DynCorp International, the major multinational service contractor with 1,000 employees and most of its operations already in Fort Worth, is considering expanding here and moving its headquarters from Virginia under a tax abatement the City Council is considering.
DynCorp would expand the footprint of its Fort Worth offices in the Alliance Corridor, maintain its current 1,000 full-time equivalent employees, and move at least 100 here from the Washington suburb of Falls Church, Va., under the terms of the agreement the council will vote on in August.
The company also is considering Alabama and North Carolina, Robert Sturns, Fort Worth’s assistant director of housing and economic development, told City Council members Tuesday (see video). If Fort Worth loses the headquarters to one of those two states, it also risks losing the company’s Fort Worth operation, he said.
“That’s really the risk factor,” Mayor Betsy Price said Tuesday.
The city and D/FW Airport will benefit significantly, she said.
“A lot of people fly in and out of their headquarters at DynCorp, and they’re excellent jobs, the pay on these jobs is excellent,” Price said, praising the city staff and Fort Worth Chamber of Commerce for a “long hard fought battle” in shepherding the DynCorp negotiations.
Fort Worth also will present the DynCorp development to the state for consideration as a State Enterprise Project Designation, which would give the company a refund on its state sales tax.
Ashley Burke, a spokesperson for DynCorp, declined to say whether the abatement and the sales tax designation would be enough.
“We are always looking for ways to operate more efficiently and effectively while reducing our costs across the organization,” Burke said in an emailed response to questions.
“ Part of that process includes an examination of our facilities and our location-sensitive operating costs,” Burke said. “We love Fort Worth – DI has had operations there for decades – and, if it makes sense financially, we would be open to expanding that presence.”
DynCorp’s aviation business is based in Alabama, and the company has a “signfiicant presence” there, Burke said, declining to answer other questions about the company’s motivation for relocating and whether it’s in negotaitions with Alabama and North Carolina.
Both states are pursuing the company, Sturns said. The average annual wage of the headquarters employees is between $125,000 and $130,000 a year, he said.
DynCorp, a Fortune 1000 company with 30,000 employees worldwide, has operated in leased quarters at 13500 Heritage Parkway since 2006. Ninety-six percent of the company’s income comes from contracts managed by the Fort Worth facility, Sturns said.

__SET TASK A__. Name every person mentioned by name in the DynCorp article.

__Entries taken from a collection__.

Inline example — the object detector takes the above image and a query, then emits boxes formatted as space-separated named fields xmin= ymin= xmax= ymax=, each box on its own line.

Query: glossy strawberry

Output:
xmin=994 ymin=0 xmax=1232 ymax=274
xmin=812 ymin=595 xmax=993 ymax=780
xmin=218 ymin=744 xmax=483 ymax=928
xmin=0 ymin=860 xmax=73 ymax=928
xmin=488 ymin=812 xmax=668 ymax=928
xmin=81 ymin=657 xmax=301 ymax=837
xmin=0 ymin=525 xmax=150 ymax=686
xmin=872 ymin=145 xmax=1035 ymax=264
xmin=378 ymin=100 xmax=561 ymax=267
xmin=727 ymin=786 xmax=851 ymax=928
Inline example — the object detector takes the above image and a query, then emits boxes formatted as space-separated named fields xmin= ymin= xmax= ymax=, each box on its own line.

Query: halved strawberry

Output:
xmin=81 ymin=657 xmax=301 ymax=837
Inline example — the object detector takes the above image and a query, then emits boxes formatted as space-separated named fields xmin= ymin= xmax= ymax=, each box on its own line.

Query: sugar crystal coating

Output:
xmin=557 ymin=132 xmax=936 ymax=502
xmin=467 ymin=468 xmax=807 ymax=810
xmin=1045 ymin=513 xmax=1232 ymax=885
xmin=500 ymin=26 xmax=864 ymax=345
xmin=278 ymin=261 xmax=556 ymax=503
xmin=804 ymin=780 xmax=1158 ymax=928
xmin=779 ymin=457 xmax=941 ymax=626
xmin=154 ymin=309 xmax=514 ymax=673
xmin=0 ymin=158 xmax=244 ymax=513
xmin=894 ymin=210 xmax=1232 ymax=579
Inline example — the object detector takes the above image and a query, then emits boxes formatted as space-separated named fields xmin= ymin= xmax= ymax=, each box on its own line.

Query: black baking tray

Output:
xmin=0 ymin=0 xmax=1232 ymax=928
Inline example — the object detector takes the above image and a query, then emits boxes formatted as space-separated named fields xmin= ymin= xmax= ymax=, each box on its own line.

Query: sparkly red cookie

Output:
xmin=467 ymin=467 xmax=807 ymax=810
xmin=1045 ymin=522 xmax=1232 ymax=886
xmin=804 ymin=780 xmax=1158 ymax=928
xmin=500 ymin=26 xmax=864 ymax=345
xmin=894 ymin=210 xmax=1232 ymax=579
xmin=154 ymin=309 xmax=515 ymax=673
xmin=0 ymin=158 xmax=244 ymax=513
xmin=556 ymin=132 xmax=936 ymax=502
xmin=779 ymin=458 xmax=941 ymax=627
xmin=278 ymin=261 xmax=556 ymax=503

__SET TASK B__. Copy out all of the records above word for word.

__FINAL ANSWER A__. Robert Sturns, Betsy Price, Ashley Burke

__FINAL ANSWER B__.
Inline example — the object detector takes the above image and a query, then emits boxes formatted as space-separated named fields xmin= ymin= xmax= ymax=, each box on its own line.

Query: glossy strawberry

Output:
xmin=994 ymin=0 xmax=1232 ymax=274
xmin=812 ymin=595 xmax=993 ymax=780
xmin=218 ymin=744 xmax=483 ymax=928
xmin=0 ymin=860 xmax=73 ymax=928
xmin=488 ymin=812 xmax=668 ymax=928
xmin=81 ymin=657 xmax=301 ymax=837
xmin=0 ymin=525 xmax=150 ymax=686
xmin=872 ymin=145 xmax=1035 ymax=264
xmin=378 ymin=100 xmax=561 ymax=267
xmin=727 ymin=786 xmax=851 ymax=928
Inline example — the object detector takes the above image and a query, then emits boxes formatted as space-separated named fields xmin= ymin= xmax= ymax=, each box on its own line.

Query: halved strawberry

Output:
xmin=81 ymin=657 xmax=301 ymax=837
Inline example — the object detector takes the above image and a query, then emits boxes formatted as space-separated named fields xmin= ymin= xmax= ymax=, each box on its own line.

Query: sugar crystal coating

Output:
xmin=557 ymin=132 xmax=936 ymax=502
xmin=467 ymin=468 xmax=807 ymax=810
xmin=1045 ymin=513 xmax=1232 ymax=885
xmin=500 ymin=26 xmax=864 ymax=345
xmin=278 ymin=261 xmax=556 ymax=503
xmin=804 ymin=780 xmax=1158 ymax=928
xmin=779 ymin=457 xmax=941 ymax=626
xmin=154 ymin=309 xmax=514 ymax=673
xmin=0 ymin=158 xmax=244 ymax=513
xmin=894 ymin=210 xmax=1232 ymax=579
Inline example — the object detector takes the above image and a query, then emits boxes formatted as space-separated named fields xmin= ymin= xmax= ymax=, each box on its own line.

Query: black baking tray

Output:
xmin=0 ymin=0 xmax=1232 ymax=928
Inline example — the object detector takes the above image and a query, then emits boxes formatted as space-separated named fields xmin= ymin= xmax= ymax=, each box on its own line.

Query: sparkly red cookie

Output:
xmin=467 ymin=467 xmax=807 ymax=810
xmin=1045 ymin=522 xmax=1232 ymax=886
xmin=804 ymin=780 xmax=1158 ymax=928
xmin=500 ymin=26 xmax=864 ymax=345
xmin=894 ymin=210 xmax=1232 ymax=579
xmin=154 ymin=309 xmax=515 ymax=673
xmin=0 ymin=158 xmax=244 ymax=513
xmin=556 ymin=132 xmax=936 ymax=502
xmin=779 ymin=458 xmax=941 ymax=627
xmin=278 ymin=261 xmax=556 ymax=503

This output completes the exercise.